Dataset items

● ● ● ● ● ● ●

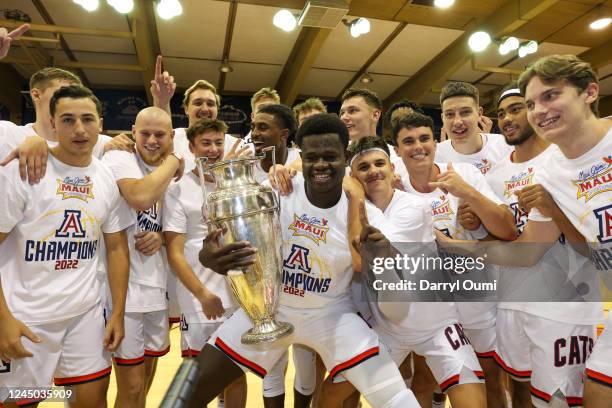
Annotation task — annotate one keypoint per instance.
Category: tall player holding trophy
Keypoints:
(316, 270)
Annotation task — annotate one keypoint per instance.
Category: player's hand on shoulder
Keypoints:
(114, 332)
(536, 196)
(11, 331)
(468, 218)
(32, 154)
(162, 86)
(284, 175)
(121, 142)
(211, 305)
(222, 259)
(353, 188)
(148, 242)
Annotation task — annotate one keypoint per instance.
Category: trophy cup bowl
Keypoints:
(248, 211)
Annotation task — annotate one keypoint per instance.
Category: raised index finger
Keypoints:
(18, 31)
(158, 66)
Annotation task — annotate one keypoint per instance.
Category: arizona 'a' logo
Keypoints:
(309, 227)
(441, 209)
(75, 187)
(298, 259)
(71, 226)
(596, 180)
(604, 216)
(484, 166)
(518, 181)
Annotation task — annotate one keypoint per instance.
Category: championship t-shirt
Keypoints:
(148, 274)
(556, 270)
(55, 231)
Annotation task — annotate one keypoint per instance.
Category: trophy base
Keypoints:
(266, 332)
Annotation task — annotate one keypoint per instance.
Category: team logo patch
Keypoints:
(71, 226)
(596, 180)
(75, 187)
(309, 227)
(604, 216)
(518, 181)
(441, 209)
(484, 166)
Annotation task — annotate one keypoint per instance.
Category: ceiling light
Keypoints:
(285, 20)
(226, 67)
(443, 3)
(122, 6)
(167, 9)
(366, 79)
(508, 45)
(479, 41)
(89, 5)
(530, 48)
(359, 26)
(600, 23)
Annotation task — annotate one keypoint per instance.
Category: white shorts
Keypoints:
(599, 364)
(146, 334)
(483, 341)
(336, 332)
(549, 354)
(448, 354)
(70, 352)
(194, 335)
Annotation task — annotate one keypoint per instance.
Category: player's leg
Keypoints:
(224, 357)
(157, 342)
(304, 361)
(84, 366)
(483, 341)
(598, 385)
(512, 354)
(273, 384)
(129, 363)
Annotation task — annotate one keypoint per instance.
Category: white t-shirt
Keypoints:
(494, 149)
(581, 188)
(292, 155)
(317, 263)
(539, 281)
(183, 214)
(444, 209)
(148, 272)
(181, 146)
(55, 230)
(11, 136)
(408, 219)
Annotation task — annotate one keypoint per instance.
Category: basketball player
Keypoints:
(534, 338)
(462, 119)
(143, 178)
(561, 96)
(315, 294)
(50, 294)
(203, 295)
(411, 327)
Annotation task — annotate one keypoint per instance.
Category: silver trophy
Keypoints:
(248, 211)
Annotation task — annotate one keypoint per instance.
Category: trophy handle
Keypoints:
(273, 149)
(201, 163)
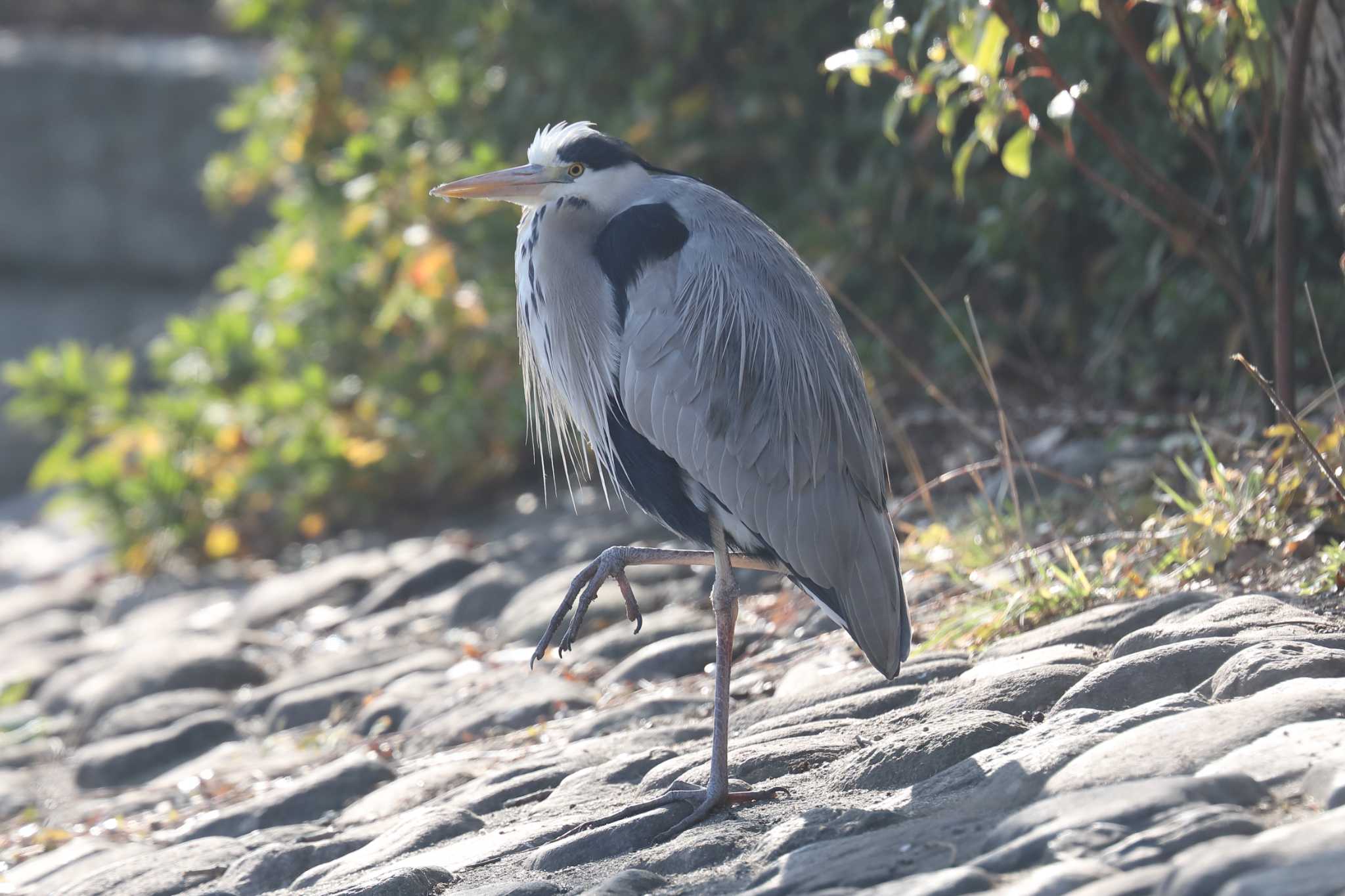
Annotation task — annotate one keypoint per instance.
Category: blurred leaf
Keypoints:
(959, 165)
(1016, 155)
(1048, 20)
(992, 46)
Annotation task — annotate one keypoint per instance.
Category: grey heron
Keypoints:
(697, 355)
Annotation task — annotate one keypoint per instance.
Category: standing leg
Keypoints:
(724, 598)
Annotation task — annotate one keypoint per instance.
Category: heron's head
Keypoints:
(564, 160)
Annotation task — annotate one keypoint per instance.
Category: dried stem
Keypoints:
(1293, 421)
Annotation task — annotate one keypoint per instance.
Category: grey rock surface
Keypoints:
(1147, 675)
(1187, 742)
(137, 757)
(376, 730)
(156, 711)
(1269, 662)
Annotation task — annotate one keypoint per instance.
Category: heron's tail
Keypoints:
(876, 601)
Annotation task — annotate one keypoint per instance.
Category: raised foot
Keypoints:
(609, 565)
(701, 800)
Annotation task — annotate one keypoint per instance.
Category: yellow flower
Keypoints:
(221, 540)
(313, 526)
(365, 452)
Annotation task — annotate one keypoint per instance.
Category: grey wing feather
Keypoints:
(736, 364)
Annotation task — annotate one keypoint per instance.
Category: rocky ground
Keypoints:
(366, 725)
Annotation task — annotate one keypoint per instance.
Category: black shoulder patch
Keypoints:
(635, 238)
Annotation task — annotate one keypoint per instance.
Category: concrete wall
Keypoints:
(102, 227)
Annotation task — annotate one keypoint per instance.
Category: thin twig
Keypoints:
(1331, 377)
(1293, 421)
(1005, 444)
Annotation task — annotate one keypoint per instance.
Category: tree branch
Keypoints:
(1286, 177)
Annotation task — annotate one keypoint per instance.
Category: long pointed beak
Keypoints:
(510, 184)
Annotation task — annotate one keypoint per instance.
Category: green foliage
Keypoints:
(363, 363)
(1106, 147)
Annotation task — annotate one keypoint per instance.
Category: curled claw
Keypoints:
(609, 565)
(632, 609)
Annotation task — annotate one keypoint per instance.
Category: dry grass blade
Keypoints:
(985, 465)
(910, 367)
(1298, 430)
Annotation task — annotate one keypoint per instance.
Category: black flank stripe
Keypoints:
(635, 238)
(654, 480)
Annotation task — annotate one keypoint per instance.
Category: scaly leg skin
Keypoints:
(611, 565)
(724, 598)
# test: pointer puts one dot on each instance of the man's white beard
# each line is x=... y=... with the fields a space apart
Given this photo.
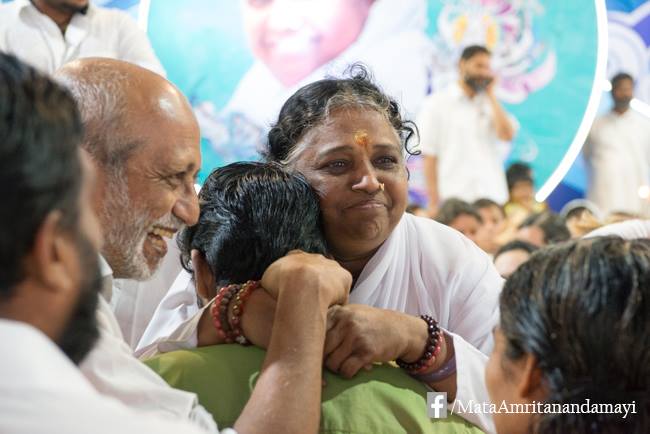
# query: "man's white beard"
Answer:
x=126 y=230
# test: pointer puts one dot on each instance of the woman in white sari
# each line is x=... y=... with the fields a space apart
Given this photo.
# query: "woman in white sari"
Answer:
x=348 y=139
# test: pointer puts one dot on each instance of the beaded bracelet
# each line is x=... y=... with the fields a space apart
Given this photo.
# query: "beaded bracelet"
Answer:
x=238 y=310
x=219 y=311
x=431 y=350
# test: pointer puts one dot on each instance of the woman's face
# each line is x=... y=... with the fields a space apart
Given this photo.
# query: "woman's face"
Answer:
x=508 y=383
x=294 y=37
x=354 y=161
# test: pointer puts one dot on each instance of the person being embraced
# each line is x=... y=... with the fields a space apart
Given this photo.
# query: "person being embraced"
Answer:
x=411 y=276
x=575 y=330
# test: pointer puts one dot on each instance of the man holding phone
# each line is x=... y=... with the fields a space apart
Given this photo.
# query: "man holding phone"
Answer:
x=462 y=130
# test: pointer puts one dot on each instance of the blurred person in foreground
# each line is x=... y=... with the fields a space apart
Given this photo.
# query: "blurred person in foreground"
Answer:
x=462 y=130
x=50 y=33
x=461 y=216
x=617 y=153
x=542 y=229
x=573 y=341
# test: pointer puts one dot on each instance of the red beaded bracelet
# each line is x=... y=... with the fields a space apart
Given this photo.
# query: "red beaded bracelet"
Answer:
x=219 y=311
x=431 y=350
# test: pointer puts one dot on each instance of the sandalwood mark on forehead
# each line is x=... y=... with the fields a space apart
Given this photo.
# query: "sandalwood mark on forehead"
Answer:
x=361 y=138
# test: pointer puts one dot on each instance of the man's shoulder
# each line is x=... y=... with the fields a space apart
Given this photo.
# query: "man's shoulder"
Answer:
x=9 y=13
x=111 y=16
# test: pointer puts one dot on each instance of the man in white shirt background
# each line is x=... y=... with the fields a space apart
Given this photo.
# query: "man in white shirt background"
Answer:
x=50 y=33
x=462 y=132
x=49 y=274
x=50 y=279
x=617 y=152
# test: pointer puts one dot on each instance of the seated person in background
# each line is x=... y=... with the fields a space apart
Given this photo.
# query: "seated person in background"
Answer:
x=461 y=216
x=511 y=255
x=494 y=223
x=251 y=214
x=581 y=217
x=543 y=228
x=521 y=193
x=585 y=340
x=417 y=210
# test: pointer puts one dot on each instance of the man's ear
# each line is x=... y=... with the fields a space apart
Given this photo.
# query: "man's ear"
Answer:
x=53 y=258
x=530 y=382
x=204 y=280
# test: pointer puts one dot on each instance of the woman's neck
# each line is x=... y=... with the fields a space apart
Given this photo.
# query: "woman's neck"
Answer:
x=355 y=263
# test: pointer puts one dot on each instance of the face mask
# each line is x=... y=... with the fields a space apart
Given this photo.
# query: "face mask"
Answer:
x=622 y=103
x=477 y=83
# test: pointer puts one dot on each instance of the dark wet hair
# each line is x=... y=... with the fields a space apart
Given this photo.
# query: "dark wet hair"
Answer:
x=552 y=225
x=40 y=171
x=312 y=104
x=582 y=309
x=618 y=78
x=472 y=50
x=518 y=172
x=252 y=214
x=454 y=208
x=516 y=245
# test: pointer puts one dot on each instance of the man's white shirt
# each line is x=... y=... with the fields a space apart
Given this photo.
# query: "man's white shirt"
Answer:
x=460 y=132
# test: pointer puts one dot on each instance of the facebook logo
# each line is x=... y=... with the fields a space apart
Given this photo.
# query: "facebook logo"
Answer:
x=437 y=404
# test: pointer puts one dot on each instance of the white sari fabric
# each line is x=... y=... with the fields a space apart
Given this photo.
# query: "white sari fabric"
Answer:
x=422 y=268
x=428 y=268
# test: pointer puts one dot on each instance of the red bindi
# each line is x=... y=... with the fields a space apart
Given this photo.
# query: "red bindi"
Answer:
x=361 y=139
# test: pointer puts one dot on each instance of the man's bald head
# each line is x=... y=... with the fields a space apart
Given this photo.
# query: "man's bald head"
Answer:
x=142 y=134
x=108 y=92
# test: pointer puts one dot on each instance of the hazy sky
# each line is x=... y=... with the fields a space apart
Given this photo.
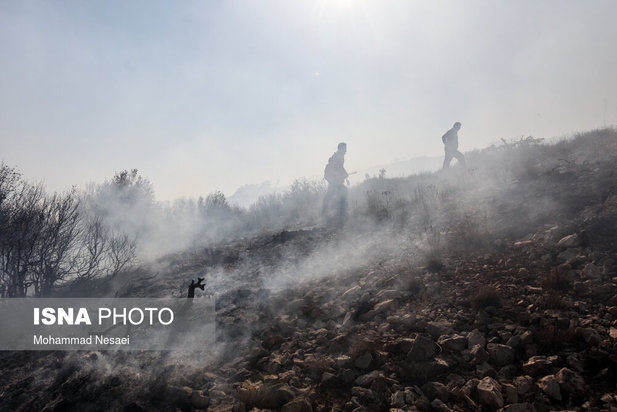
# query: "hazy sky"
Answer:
x=210 y=95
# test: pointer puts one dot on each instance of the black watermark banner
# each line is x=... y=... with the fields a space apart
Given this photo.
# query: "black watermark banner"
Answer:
x=106 y=324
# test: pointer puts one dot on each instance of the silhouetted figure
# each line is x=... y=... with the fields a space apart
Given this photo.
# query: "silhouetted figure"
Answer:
x=194 y=286
x=336 y=196
x=450 y=141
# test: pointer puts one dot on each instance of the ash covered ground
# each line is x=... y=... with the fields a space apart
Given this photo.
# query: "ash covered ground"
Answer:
x=479 y=290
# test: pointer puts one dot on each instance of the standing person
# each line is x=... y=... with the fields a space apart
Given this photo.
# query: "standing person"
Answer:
x=450 y=141
x=336 y=196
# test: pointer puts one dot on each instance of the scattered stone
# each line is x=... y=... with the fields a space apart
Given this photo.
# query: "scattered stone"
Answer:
x=489 y=393
x=536 y=365
x=364 y=361
x=485 y=369
x=438 y=406
x=519 y=407
x=436 y=329
x=475 y=337
x=510 y=392
x=570 y=382
x=423 y=348
x=368 y=379
x=523 y=384
x=199 y=401
x=500 y=355
x=297 y=405
x=550 y=386
x=397 y=400
x=452 y=343
x=479 y=355
x=590 y=335
x=437 y=390
x=569 y=241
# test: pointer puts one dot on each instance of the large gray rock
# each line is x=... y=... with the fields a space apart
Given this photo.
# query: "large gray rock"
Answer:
x=436 y=329
x=500 y=355
x=550 y=386
x=422 y=348
x=489 y=393
x=570 y=241
x=536 y=365
x=475 y=337
x=519 y=407
x=297 y=405
x=363 y=361
x=436 y=390
x=478 y=355
x=452 y=343
x=570 y=382
x=523 y=384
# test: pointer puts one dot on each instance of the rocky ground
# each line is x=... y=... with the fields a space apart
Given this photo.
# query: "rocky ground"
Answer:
x=518 y=318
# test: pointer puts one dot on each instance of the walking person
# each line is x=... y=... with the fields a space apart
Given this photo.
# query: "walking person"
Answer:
x=450 y=141
x=336 y=196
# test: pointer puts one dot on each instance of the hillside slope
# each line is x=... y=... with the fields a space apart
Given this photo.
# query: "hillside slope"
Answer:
x=479 y=290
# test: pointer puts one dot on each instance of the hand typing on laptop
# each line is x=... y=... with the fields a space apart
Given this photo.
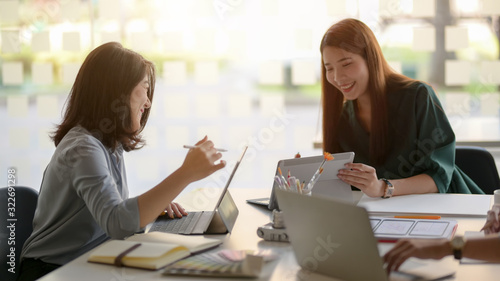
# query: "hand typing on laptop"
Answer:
x=174 y=210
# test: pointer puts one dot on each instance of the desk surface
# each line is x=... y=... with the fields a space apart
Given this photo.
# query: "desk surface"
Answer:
x=244 y=236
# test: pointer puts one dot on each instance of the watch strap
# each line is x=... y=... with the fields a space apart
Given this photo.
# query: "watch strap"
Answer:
x=389 y=188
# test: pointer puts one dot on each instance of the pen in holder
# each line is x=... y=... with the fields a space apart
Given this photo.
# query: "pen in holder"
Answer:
x=319 y=171
x=277 y=219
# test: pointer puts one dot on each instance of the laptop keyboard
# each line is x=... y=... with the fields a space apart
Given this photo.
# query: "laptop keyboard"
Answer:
x=176 y=225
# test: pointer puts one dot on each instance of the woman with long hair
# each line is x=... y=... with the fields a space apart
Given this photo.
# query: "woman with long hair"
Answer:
x=396 y=126
x=83 y=197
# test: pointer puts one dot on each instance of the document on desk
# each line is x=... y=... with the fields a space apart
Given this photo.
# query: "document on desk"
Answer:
x=435 y=203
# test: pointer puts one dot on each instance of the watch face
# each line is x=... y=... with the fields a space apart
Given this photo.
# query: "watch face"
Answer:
x=458 y=242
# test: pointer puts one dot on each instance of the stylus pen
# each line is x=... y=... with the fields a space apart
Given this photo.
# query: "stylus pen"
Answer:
x=218 y=149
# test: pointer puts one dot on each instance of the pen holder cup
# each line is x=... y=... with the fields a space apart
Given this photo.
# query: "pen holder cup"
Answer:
x=277 y=219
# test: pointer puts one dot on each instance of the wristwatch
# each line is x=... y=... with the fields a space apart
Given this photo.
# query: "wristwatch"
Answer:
x=389 y=188
x=457 y=244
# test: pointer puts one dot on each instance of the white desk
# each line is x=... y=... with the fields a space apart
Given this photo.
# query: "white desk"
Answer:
x=244 y=236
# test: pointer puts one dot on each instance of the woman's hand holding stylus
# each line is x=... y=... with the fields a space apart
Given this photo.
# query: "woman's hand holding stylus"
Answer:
x=363 y=177
x=200 y=161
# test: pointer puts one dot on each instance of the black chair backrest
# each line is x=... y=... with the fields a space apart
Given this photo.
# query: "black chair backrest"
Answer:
x=18 y=205
x=479 y=165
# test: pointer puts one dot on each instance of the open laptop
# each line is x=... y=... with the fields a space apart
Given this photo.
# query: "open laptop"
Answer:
x=334 y=238
x=220 y=220
x=304 y=168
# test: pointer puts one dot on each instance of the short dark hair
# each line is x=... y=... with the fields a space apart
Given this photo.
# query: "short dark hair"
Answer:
x=99 y=100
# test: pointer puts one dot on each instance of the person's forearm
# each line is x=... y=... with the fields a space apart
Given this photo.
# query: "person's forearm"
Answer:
x=154 y=201
x=487 y=248
x=422 y=183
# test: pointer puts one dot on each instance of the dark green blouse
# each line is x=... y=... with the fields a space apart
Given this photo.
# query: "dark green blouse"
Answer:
x=421 y=140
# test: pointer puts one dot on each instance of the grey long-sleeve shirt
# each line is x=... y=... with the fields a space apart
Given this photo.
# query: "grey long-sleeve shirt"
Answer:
x=83 y=200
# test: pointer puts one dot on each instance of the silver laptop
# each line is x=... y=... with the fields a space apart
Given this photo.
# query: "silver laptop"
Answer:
x=217 y=221
x=335 y=238
x=304 y=168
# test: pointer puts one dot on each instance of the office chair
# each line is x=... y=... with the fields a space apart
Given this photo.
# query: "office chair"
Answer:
x=479 y=165
x=15 y=228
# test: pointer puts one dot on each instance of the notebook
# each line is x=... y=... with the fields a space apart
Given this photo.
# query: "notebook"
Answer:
x=335 y=238
x=219 y=220
x=304 y=168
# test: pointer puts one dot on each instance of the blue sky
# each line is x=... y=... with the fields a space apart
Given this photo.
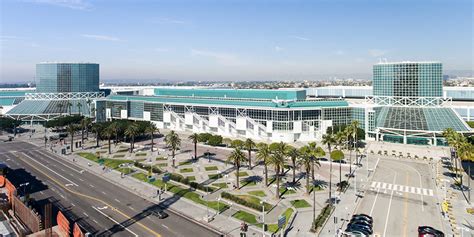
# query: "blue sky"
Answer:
x=231 y=39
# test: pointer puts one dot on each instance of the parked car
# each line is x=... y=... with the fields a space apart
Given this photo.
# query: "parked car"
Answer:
x=428 y=231
x=160 y=214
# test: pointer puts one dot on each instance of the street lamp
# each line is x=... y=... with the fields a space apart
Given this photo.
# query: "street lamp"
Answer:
x=263 y=217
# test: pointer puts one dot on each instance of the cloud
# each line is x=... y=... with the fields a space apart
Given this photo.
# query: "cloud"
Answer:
x=377 y=52
x=222 y=58
x=165 y=20
x=72 y=4
x=101 y=37
x=299 y=37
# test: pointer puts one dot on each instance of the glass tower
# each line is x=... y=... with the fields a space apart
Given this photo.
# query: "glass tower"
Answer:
x=67 y=77
x=408 y=79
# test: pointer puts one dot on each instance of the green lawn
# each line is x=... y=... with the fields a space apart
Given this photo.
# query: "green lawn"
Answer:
x=246 y=217
x=300 y=203
x=210 y=168
x=255 y=200
x=258 y=193
x=243 y=174
x=184 y=192
x=220 y=185
x=214 y=176
x=285 y=191
x=186 y=170
x=187 y=162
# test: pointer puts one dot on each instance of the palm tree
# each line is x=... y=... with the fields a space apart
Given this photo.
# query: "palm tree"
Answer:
x=264 y=154
x=131 y=132
x=71 y=129
x=151 y=129
x=69 y=106
x=306 y=160
x=79 y=106
x=293 y=154
x=237 y=157
x=194 y=139
x=277 y=160
x=249 y=144
x=173 y=141
x=97 y=129
x=109 y=132
x=328 y=139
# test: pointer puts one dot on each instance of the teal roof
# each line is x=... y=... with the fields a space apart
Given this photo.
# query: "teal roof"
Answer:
x=421 y=119
x=232 y=102
x=295 y=94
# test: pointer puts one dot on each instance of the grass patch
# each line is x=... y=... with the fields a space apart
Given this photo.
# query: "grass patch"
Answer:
x=186 y=170
x=286 y=191
x=220 y=185
x=214 y=176
x=246 y=217
x=255 y=200
x=258 y=193
x=300 y=203
x=210 y=168
x=243 y=174
x=187 y=162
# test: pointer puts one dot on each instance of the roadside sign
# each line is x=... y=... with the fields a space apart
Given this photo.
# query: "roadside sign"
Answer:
x=281 y=221
x=166 y=177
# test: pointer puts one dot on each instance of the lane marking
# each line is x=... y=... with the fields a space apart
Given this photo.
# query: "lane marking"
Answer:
x=389 y=207
x=54 y=172
x=116 y=222
x=95 y=199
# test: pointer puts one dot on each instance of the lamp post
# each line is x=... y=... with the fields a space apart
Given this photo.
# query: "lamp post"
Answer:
x=263 y=217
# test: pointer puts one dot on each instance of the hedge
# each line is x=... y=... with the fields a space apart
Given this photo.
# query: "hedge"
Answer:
x=241 y=201
x=321 y=218
x=181 y=179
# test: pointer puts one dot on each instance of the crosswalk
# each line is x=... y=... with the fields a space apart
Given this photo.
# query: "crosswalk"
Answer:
x=401 y=188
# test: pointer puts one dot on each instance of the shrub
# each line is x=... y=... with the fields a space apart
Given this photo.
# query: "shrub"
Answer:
x=215 y=140
x=181 y=179
x=242 y=201
x=321 y=218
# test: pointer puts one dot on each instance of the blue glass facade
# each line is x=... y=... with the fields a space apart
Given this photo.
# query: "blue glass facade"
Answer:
x=408 y=79
x=67 y=77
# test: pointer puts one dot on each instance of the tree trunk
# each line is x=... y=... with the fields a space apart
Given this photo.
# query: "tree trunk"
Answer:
x=109 y=147
x=307 y=181
x=195 y=150
x=266 y=172
x=250 y=159
x=237 y=175
x=294 y=170
x=278 y=182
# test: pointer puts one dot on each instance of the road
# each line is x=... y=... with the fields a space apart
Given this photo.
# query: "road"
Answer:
x=103 y=208
x=400 y=197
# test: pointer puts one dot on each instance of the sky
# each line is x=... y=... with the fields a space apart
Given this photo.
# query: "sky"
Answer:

● ● ● ● ● ● ●

▶ [What is expected]:
Lay out the lines of the records as a JSON list of strings, one string per line and no blank lines, from the line containing "the seated person in background" through the line containing "x=355 y=263", inclusive.

▶ [Output]:
[
  "# test: pointer puts one dot on each instance of the seated person in background",
  "# each line is x=... y=... with the fields a space apart",
  "Given this photo.",
  "# query: \"seated person in background\"",
  "Answer:",
  "x=461 y=216",
  "x=511 y=255",
  "x=494 y=223",
  "x=251 y=214",
  "x=581 y=217",
  "x=543 y=228",
  "x=521 y=193",
  "x=585 y=340",
  "x=417 y=210",
  "# test: pointer puts one dot on each instance of the man's ear",
  "# each line is x=... y=... with the fields a space apart",
  "Given this photo.",
  "# query: \"man's ear\"",
  "Answer:",
  "x=53 y=258",
  "x=530 y=382",
  "x=204 y=280",
  "# test: pointer puts one dot on each instance of the woman's neck",
  "# each line is x=... y=... with the fields a space apart",
  "Given this photo.",
  "# query: \"woman's neck\"",
  "Answer:",
  "x=355 y=263"
]